■ 指示 1 ■
次の越境ECに関する抜粋を、一字も変えずに全文書き写してください。

■ 抜粋本文 ■
━━━━
日本での消費者が減少している今、海外の消費ニーズを求めて越境ECに乗り出す企業は年々増えています。越境ECを成功させるためには、売れ筋商品や現地ユーザーを理解した戦略が必要です。



この記事では越境ECを検討している企業に向けて、越境ECの需要が高い国や売れ筋の商品、留意点をご紹介します。



越境ECで注目の地域は中国・アメリカ・東南アジア



EC化が進んでいる国といえば、中国とアメリカです。しかし最近では東南アジアもECサイトが盛り上がっており、ターゲットとする企業も増えています。まずは越境ECで注目の国から見ていきましょう。



EC天国の中国とアメリカ



まずは2020年の各国ECサイトの市場規模をご覧ください。



国名
市場規模(単位:億ドル)
中国
18,015
アメリカ
6,017
イギリス
1,339
日本
1,235




引用: 経済産業省 電子商取引に関する市場調査

https://www.meti.go.jp/policy/it_policy/statistics/outlook/210730_new_hokokusho.pdf


市場規模で見ると、アメリカは日本の4倍以上、中国はなんと14倍以上の規模があります。中国とアメリカはEC先進国であり、EC天国と言っても過言ではありません。



中国でECが発達した背景



中国がEC先進国となった理由は、独身の日・中流階級の増加・キャッシュレス決済の普及が挙げられます。中国には11月11日を「独身の日」(ダブルイレブン)としており、もともと独身者を祝う習慣がありました。



そこで2009年にアリババグループが独身の日に大規模な販促イベント「天猫ダブルイレブン・ショッピングフェスティバル」を開催したことで、多くの百貨店やスーパーが参加して一台商戦の日となったのです。アリババが運営するECモール「天猫」では、2017年における独身の日の取引額は1,683億元、日本円で2兆円を超える莫大な売り上げを出しています。
━━━━
■ 入力データ ■
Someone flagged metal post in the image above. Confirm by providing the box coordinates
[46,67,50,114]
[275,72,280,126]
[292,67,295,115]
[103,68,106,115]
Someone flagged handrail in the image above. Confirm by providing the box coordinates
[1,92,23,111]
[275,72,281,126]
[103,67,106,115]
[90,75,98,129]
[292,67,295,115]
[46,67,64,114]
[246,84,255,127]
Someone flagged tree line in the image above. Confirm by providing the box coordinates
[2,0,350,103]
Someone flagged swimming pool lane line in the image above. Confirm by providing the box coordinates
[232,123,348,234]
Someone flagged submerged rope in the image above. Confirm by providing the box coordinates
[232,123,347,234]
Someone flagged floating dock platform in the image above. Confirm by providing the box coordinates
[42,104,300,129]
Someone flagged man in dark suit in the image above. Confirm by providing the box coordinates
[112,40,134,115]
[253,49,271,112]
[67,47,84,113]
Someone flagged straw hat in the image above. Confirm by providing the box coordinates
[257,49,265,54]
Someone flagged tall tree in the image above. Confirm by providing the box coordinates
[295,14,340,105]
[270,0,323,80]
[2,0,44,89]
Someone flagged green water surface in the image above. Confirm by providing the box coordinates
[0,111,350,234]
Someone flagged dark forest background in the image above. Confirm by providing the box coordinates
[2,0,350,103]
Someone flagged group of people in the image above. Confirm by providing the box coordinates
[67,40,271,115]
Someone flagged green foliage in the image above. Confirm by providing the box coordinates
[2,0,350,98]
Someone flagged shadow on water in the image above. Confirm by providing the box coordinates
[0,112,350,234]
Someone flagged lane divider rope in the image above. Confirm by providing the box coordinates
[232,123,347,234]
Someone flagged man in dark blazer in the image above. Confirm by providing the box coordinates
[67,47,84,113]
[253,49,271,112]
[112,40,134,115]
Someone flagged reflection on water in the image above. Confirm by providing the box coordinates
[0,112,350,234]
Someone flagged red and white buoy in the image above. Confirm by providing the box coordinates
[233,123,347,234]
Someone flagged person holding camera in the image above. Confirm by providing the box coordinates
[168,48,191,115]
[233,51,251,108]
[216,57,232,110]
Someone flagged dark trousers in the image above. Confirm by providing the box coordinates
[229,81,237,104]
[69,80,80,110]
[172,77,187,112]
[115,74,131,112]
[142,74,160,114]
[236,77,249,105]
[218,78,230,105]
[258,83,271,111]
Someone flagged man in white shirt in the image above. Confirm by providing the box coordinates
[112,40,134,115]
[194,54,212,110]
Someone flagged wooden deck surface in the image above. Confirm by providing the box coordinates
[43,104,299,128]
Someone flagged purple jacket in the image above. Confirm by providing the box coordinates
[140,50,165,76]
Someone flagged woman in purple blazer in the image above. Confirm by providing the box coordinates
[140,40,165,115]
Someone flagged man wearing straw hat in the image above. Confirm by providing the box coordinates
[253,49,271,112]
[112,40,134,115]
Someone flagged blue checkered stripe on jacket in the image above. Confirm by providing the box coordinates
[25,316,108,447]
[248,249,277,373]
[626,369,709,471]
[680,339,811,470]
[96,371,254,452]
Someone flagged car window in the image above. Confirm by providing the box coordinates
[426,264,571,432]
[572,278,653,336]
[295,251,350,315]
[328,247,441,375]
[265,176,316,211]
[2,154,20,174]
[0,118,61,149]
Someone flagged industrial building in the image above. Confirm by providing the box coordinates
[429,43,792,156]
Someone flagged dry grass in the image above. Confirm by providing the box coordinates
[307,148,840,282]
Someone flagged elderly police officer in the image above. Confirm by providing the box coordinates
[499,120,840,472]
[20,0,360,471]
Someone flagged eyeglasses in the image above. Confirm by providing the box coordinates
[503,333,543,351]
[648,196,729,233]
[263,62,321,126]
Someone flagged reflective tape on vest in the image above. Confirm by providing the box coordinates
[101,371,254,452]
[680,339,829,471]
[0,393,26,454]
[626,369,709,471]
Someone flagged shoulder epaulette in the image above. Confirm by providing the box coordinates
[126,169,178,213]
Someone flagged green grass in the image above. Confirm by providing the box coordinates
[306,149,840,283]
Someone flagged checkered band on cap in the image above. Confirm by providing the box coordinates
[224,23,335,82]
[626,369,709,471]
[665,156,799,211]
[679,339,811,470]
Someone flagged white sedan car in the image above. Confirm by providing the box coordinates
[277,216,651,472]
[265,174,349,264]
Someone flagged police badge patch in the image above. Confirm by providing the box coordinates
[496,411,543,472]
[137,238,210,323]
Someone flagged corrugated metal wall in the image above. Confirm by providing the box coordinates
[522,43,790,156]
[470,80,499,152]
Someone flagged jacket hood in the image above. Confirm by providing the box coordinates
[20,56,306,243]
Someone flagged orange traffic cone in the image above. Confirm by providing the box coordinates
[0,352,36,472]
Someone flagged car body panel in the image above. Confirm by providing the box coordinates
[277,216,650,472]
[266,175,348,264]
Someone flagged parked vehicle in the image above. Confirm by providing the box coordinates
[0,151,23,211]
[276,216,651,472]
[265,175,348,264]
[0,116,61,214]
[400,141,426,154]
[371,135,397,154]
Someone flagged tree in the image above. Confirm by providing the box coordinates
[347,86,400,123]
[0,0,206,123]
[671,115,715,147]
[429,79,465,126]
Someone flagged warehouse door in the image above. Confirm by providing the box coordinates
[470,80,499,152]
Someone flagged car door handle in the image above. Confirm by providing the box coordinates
━━━━
■ 指示 2 ■
上の英語の行のうち、「Someone flagged checkered」を含む行で始まり「[429,79,465,126]」を含む行で終わる部分だけを、「corrugated metal wall」を「corrugated steel wall」に置き換え、ほかは一切変えずに書き直してください。

■ 出力 1 ■
日本での消費者が減少している今、海外の消費ニーズを求めて越境ECに乗り出す企業は年々増えています。越境ECを成功させるためには、売れ筋商品や現地ユーザーを理解した戦略が必要です。



この記事では越境ECを検討している企業に向けて、越境ECの需要が高い国や売れ筋の商品、留意点をご紹介します。



越境ECで注目の地域は中国・アメリカ・東南アジア



EC化が進んでいる国といえば、中国とアメリカです。しかし最近では東南アジアもECサイトが盛り上がっており、ターゲットとする企業も増えています。まずは越境ECで注目の国から見ていきましょう。



EC天国の中国とアメリカ



まずは2020年の各国ECサイトの市場規模をご覧ください。



国名
市場規模(単位:億ドル)
中国
18,015
アメリカ
6,017
イギリス
1,339
日本
1,235




引用: 経済産業省 電子商取引に関する市場調査

https://www.meti.go.jp/policy/it_policy/statistics/outlook/210730_new_hokokusho.pdf


市場規模で見ると、アメリカは日本の4倍以上、中国はなんと14倍以上の規模があります。中国とアメリカはEC先進国であり、EC天国と言っても過言ではありません。



中国でECが発達した背景



中国がEC先進国となった理由は、独身の日・中流階級の増加・キャッシュレス決済の普及が挙げられます。中国には11月11日を「独身の日」(ダブルイレブン)としており、もともと独身者を祝う習慣がありました。



そこで2009年にアリババグループが独身の日に大規模な販促イベント「天猫ダブルイレブン・ショッピングフェスティバル」を開催したことで、多くの百貨店やスーパーが参加して一台商戦の日となったのです。アリババが運営するECモール「天猫」では、2017年における独身の日の取引額は1,683億元、日本円で2兆円を超える莫大な売り上げを出しています。

■ 出力 2 ■
Someone flagged checkered band on cap in the image above. Confirm by providing the box coordinates
[224,23,335,82]
[626,369,709,471]
[665,156,799,211]
[679,339,811,470]
Someone flagged white sedan car in the image above. Confirm by providing the box coordinates
[277,216,651,472]
[265,174,349,264]
Someone flagged police badge patch in the image above. Confirm by providing the box coordinates
[496,411,543,472]
[137,238,210,323]
Someone flagged corrugated steel wall in the image above. Confirm by providing the box coordinates
[522,43,790,156]
[470,80,499,152]
Someone flagged jacket hood in the image above. Confirm by providing the box coordinates
[20,56,306,243]
Someone flagged orange traffic cone in the image above. Confirm by providing the box coordinates
[0,352,36,472]
Someone flagged car body panel in the image above. Confirm by providing the box coordinates
[277,216,650,472]
[266,175,348,264]
Someone flagged parked vehicle in the image above. Confirm by providing the box coordinates
[0,151,23,211]
[276,216,651,472]
[265,175,348,264]
[0,116,61,214]
[400,141,426,154]
[371,135,397,154]
Someone flagged tree in the image above. Confirm by providing the box coordinates
[347,86,400,123]
[0,0,206,123]
[671,115,715,147]
[429,79,465,126]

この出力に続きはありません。